***** Trecho do documento
Era uma vez Camila, uma jornalista que trabalhava em casa fazendo freelance enquanto tentava uma vaga em uma editora. Todos os dias ela se sentia insegura e com dúvidas quanto a colocar sua bebê de cinco meses na creche: sentia um pouco de culpa em matriculá-la tão cedo, já que não estava trabalhando fora, mas ao mesmo tempo tinha receio em conseguir o emprego e não haver vaga na creche. Um certo dia, ela percebeu que poderia ganhar tempo e se organizar melhor se pudesse fazer a busca e inscrição da sua casa, e recebesse uma estimativa do tempo que levaria na fila de espera. Por causa disso, ela se cadastrou no sistema de inscrição online da prefeitura. Por causa disso, ela pôde ficar mais tranquila e aproveitar melhor o seu tempo, planejando o retorno ao trabalho e combinando com os familiares quem a ajudaria nos cuidados com a filha enquanto estivesse fora por algumas semanas até ser chamada para fazer a matrícula. Até que finalmente, ela conseguiu a vaga na editora e pôde ir trabalhar tranquila sabendo que a filha estava sendo bem cuidada.

5. Validação

Fiz uma nova pesquisa, desta vez no typeform para validar algumas ideias sobre as quais eu queria ter certeza. As perguntas foram:

  1. Se fosse possível que a inscrição fosse feita digitalmente por meio de um portal no qual os pais preenchem as informações necessárias, e recebessem um retorno imediato da previsão de tempo na fila de espera, você usaria este sistema?
**********
***** Material fornecido
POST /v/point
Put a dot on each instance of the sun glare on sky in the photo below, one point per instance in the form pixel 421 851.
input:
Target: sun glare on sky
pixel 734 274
**********
- Tarefas e exercícios
[1] Reescreva em forma de lista o parágrafo do texto sobre inscrição em creche que começa com "Era uma vez Camila", mantendo os fatos principais.
[2] No texto sobre inscrição em creche, liste todos os sentimentos que Camila tinha antes de se cadastrar no sistema online.
[3] Reproduza o trecho do texto sobre inscrição em creche desde "5. Validação" até "usaria este sistema?", inclusive.
Não é preciso consultar as linhas para fazer as tarefas.

- Respostas
[1]
- Camila, jornalista, trabalhava em casa como freelancer enquanto tentava uma vaga em uma editora.
- Tinha dúvidas sobre colocar a bebê de cinco meses na creche. Sentia culpa por matriculá-la cedo, já que não trabalhava fora, e tinha receio de conseguir o emprego e não haver vaga na creche.
- Percebeu que ganharia tempo se pudesse buscar e fazer a inscrição de casa e receber uma estimativa do tempo na fila de espera.
- Cadastrou-se no sistema de inscrição online da prefeitura.
- Ficou mais tranquila. Planejou o retorno ao trabalho e combinou com os familiares quem ajudaria a cuidar da filha por algumas semanas, até ser chamada para a matrícula.
- Conseguiu a vaga na editora e foi trabalhar tranquila, sabendo que a filha estava bem cuidada.

[2]
- Insegurança
- Dúvidas
- Culpa
- Receio

[3]
5. Validação

Fiz uma nova pesquisa, desta vez no typeform para validar algumas ideias sobre as quais eu queria ter certeza. As perguntas foram:

  1. Se fosse possível que a inscrição fosse feita digitalmente por meio de um portal no qual os pais preenchem as informações necessárias, e recebessem um retorno imediato da previsão de tempo na fila de espera, você usaria este sistema?